#### [DATA ROWS]
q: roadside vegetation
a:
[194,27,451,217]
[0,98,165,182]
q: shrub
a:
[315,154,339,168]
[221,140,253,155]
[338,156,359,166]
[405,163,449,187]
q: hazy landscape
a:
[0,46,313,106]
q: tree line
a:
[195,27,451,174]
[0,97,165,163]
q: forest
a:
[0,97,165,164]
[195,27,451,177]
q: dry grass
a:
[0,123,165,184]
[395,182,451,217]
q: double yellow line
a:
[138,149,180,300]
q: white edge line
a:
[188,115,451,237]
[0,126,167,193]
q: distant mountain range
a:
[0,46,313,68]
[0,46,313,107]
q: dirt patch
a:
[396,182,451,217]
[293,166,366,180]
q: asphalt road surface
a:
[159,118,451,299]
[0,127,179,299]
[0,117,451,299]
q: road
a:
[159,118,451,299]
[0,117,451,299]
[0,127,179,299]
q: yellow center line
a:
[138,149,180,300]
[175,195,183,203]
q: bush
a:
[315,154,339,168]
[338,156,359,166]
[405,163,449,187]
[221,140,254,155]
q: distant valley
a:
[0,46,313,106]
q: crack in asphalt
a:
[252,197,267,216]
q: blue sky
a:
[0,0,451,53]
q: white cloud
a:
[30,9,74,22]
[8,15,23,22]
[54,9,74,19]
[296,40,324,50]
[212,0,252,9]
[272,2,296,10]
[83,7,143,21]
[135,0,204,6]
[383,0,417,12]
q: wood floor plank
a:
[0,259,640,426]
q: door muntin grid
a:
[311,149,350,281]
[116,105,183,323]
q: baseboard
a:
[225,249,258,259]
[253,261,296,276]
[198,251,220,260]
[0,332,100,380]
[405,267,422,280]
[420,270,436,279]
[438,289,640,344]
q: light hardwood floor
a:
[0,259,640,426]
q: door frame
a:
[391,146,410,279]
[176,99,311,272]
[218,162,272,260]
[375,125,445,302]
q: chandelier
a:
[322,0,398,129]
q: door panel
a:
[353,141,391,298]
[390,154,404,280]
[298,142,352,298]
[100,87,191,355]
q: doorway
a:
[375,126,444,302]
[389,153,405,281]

#### [DIRECTIONS FOR THIS TASK]
Write out, unchanged, every line of the listing above, from the line containing "q: blue sky" through the final line of the listing, including both.

#### [RESULT BELOW]
q: blue sky
a:
[0,0,451,53]
q: white cloud
a:
[30,9,74,22]
[8,15,23,22]
[54,9,74,19]
[296,40,324,50]
[212,0,252,9]
[272,2,296,10]
[83,7,143,21]
[135,0,204,6]
[383,0,417,12]
q: wood floor plank
a:
[0,259,640,426]
q: door muntin grid
a:
[311,149,350,281]
[116,105,183,323]
q: baseboard
a:
[225,249,258,259]
[253,261,296,276]
[198,251,220,260]
[0,332,100,380]
[405,267,422,280]
[420,270,436,279]
[438,289,640,344]
q: light hardwood floor
a:
[0,259,640,426]
q: door frame
a:
[391,146,410,279]
[176,99,311,272]
[218,162,272,260]
[375,125,445,302]
q: chandelier
a:
[322,0,398,129]
q: door panel
a:
[353,141,391,298]
[390,154,404,280]
[298,142,352,298]
[100,87,191,355]
q: doorway
a:
[375,126,444,302]
[389,153,405,281]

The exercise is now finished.